=== Work to be completed ===
From the line containing "Would you kindly" through the last line of the entries, set down every line exactly and add nothing.

--- Data to examine ---

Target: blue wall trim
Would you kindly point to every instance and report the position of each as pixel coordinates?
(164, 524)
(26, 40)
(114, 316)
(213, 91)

---

=== Task response ===
Would you kindly point to every instance and report the position of each as pixel coordinates?
(164, 524)
(26, 40)
(114, 316)
(213, 91)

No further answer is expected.